[PROBLEM DESCRIPTION] Tally the lines in the records below that contain the string "shirt". Reply with the count alone.

[DATASET EXCERPTS]
★ ★ ★
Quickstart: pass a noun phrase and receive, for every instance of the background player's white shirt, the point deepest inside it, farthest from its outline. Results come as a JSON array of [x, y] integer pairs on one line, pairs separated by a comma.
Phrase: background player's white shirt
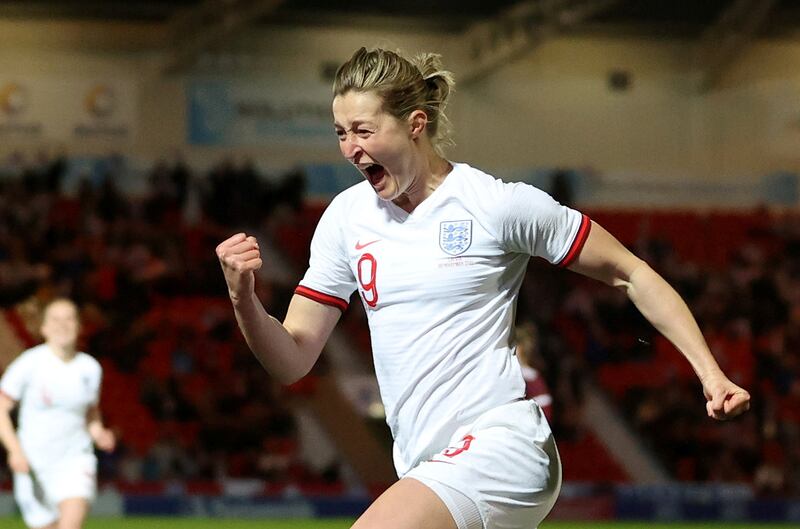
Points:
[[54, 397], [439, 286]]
★ ★ ★
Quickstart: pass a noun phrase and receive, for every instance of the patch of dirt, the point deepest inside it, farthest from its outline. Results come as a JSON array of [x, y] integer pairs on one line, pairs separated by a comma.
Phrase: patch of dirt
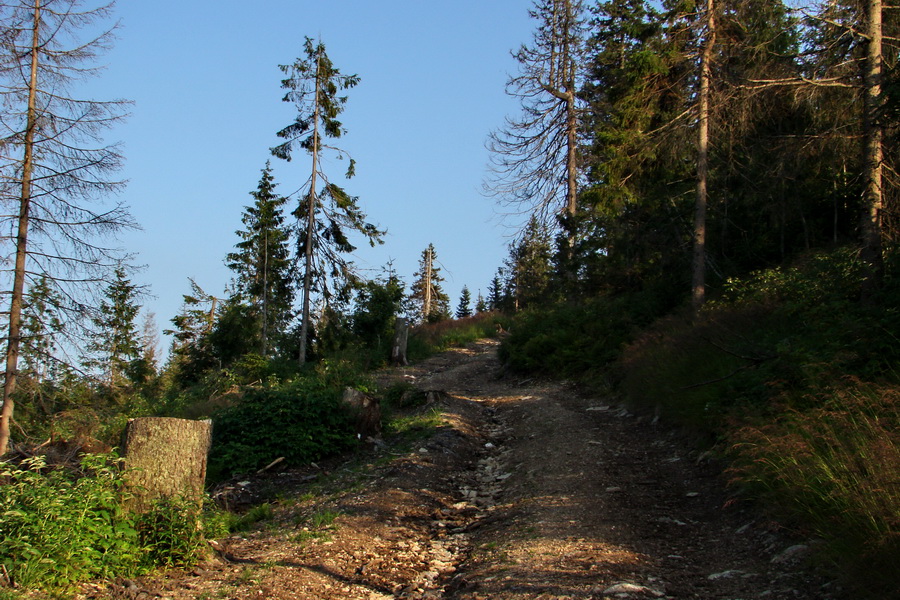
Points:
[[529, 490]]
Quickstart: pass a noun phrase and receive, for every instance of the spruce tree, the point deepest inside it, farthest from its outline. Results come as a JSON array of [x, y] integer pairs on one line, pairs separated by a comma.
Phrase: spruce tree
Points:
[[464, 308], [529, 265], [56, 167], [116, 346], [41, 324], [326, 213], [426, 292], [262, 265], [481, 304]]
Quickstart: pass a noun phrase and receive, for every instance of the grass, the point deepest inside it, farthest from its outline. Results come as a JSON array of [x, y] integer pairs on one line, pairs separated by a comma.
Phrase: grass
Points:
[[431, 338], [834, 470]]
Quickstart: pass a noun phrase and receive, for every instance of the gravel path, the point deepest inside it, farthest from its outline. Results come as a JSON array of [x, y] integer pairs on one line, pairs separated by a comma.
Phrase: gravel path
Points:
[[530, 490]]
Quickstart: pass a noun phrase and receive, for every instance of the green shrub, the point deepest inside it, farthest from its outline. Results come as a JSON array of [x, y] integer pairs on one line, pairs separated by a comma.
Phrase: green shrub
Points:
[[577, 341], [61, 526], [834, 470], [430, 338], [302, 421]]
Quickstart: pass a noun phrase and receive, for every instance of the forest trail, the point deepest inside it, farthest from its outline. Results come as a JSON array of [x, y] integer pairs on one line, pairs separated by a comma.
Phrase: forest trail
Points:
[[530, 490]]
★ ★ ★
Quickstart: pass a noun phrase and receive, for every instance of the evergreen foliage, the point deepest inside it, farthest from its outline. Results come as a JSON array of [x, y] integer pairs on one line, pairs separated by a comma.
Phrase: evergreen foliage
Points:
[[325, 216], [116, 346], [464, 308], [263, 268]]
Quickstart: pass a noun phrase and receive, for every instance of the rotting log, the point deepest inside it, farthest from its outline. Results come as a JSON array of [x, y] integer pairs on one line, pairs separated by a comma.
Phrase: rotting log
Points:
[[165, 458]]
★ ★ ★
[TASK OUTPUT] 2